◆ Work to be completed ◆
Extract the data below verbatim, starting with the line that contains "Reviewer note: make sure each instance of the white-framed" and going on through the line that contains "[(556, 344)]", and include both of those lines.

◇ ◇ ◇ ◇ ◇ ◇ ◇

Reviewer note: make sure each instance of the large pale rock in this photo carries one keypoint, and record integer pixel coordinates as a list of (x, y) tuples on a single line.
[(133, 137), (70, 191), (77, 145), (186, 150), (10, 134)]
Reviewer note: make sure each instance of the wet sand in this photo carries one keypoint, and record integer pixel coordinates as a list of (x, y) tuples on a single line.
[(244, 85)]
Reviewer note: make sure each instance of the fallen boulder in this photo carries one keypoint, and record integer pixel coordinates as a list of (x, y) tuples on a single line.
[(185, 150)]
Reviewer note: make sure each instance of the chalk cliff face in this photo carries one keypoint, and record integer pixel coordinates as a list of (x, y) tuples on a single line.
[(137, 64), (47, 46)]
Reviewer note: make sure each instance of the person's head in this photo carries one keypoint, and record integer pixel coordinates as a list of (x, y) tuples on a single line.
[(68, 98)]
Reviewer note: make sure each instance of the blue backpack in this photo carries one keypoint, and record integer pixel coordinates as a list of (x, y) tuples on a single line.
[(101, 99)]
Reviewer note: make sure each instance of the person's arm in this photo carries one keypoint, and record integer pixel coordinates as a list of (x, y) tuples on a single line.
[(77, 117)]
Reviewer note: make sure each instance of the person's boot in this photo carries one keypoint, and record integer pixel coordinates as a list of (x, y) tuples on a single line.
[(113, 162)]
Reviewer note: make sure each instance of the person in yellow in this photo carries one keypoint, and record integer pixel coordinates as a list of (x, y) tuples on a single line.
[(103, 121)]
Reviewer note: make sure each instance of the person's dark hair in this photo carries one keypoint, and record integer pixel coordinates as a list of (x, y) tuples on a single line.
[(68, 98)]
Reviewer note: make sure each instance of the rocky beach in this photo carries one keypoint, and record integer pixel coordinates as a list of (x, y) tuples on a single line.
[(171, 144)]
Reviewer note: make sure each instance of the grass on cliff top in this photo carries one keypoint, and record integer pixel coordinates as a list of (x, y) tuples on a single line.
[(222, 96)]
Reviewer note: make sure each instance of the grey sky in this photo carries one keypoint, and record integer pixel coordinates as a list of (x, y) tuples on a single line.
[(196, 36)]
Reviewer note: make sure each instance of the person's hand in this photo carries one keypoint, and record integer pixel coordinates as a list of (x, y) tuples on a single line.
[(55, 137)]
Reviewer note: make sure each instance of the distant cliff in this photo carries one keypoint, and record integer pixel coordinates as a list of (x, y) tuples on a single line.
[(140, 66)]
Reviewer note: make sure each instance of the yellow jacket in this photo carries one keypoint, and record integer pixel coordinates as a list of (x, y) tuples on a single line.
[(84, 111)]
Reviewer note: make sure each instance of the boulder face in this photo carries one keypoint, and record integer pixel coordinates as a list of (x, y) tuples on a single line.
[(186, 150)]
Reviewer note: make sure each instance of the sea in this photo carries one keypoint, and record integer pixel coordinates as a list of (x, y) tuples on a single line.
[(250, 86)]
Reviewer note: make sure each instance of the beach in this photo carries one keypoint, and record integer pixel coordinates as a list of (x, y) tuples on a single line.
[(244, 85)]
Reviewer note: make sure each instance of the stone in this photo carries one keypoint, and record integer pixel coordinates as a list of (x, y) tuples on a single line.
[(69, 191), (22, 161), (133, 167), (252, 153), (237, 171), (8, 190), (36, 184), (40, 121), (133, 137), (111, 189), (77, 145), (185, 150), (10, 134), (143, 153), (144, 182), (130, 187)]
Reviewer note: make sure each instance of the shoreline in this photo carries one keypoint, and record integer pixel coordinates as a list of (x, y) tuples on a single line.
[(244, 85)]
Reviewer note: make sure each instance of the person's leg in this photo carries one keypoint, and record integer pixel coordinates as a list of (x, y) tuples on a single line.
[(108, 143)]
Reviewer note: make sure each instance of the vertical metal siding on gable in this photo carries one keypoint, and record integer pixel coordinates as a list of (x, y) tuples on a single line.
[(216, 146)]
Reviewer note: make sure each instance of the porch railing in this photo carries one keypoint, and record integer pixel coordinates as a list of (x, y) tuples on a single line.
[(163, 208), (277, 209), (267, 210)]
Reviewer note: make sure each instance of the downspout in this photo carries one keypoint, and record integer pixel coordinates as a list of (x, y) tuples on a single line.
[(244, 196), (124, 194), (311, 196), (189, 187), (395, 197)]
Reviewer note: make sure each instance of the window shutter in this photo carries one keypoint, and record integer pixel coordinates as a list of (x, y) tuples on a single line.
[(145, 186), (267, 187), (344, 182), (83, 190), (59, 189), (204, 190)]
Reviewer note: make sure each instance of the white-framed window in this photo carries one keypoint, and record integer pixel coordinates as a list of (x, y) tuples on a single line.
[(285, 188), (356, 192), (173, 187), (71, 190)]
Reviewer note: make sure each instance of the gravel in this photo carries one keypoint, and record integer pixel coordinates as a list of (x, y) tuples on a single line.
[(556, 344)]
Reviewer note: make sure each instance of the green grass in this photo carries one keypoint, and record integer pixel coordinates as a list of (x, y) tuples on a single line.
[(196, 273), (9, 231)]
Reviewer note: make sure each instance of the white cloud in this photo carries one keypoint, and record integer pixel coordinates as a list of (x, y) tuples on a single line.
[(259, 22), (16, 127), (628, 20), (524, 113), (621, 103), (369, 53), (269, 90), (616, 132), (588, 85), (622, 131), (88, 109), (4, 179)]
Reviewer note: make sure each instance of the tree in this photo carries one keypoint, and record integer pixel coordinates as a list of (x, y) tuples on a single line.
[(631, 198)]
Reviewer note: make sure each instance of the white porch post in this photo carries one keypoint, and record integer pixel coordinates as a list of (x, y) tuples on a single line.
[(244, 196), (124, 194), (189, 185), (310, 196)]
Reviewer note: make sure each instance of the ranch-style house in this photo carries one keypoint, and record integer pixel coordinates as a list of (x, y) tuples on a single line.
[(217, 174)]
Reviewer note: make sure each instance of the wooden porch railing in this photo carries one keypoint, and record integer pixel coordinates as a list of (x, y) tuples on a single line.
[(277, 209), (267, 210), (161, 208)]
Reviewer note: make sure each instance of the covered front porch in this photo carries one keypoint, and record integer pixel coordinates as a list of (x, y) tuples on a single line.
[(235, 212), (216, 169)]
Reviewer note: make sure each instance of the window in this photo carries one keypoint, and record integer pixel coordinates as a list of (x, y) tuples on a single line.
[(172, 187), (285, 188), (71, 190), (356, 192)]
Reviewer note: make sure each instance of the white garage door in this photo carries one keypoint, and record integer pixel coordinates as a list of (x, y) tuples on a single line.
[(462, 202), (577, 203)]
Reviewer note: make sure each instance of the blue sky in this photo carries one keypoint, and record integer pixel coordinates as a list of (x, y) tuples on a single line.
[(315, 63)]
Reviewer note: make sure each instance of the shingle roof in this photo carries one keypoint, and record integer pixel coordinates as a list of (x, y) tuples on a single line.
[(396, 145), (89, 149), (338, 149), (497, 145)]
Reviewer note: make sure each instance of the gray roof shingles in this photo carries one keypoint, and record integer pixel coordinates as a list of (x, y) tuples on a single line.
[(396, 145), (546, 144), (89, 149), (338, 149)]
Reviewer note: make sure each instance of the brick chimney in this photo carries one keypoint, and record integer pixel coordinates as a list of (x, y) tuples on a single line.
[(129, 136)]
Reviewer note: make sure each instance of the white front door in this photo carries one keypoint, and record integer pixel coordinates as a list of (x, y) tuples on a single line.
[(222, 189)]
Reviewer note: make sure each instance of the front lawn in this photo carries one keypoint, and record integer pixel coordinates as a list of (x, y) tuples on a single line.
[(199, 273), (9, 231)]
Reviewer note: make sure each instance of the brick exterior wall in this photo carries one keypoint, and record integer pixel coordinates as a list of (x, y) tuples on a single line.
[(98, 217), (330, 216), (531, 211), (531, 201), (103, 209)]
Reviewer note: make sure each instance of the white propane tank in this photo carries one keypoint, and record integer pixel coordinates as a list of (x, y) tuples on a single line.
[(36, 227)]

◇ ◇ ◇ ◇ ◇ ◇ ◇

◆ Result for this task ◆
Reviewer note: make sure each instance of the white-framed window in this photo carries one keypoint, and record integer pixel coordinates as a list of (x, y) tuples on a single line.
[(285, 188), (356, 192), (173, 187), (71, 190)]
Reviewer note: make sure each instance of the gravel in this photo carries one keypoint, and record integer pixel coordinates as a list of (x, y) tuples on a single line.
[(556, 344)]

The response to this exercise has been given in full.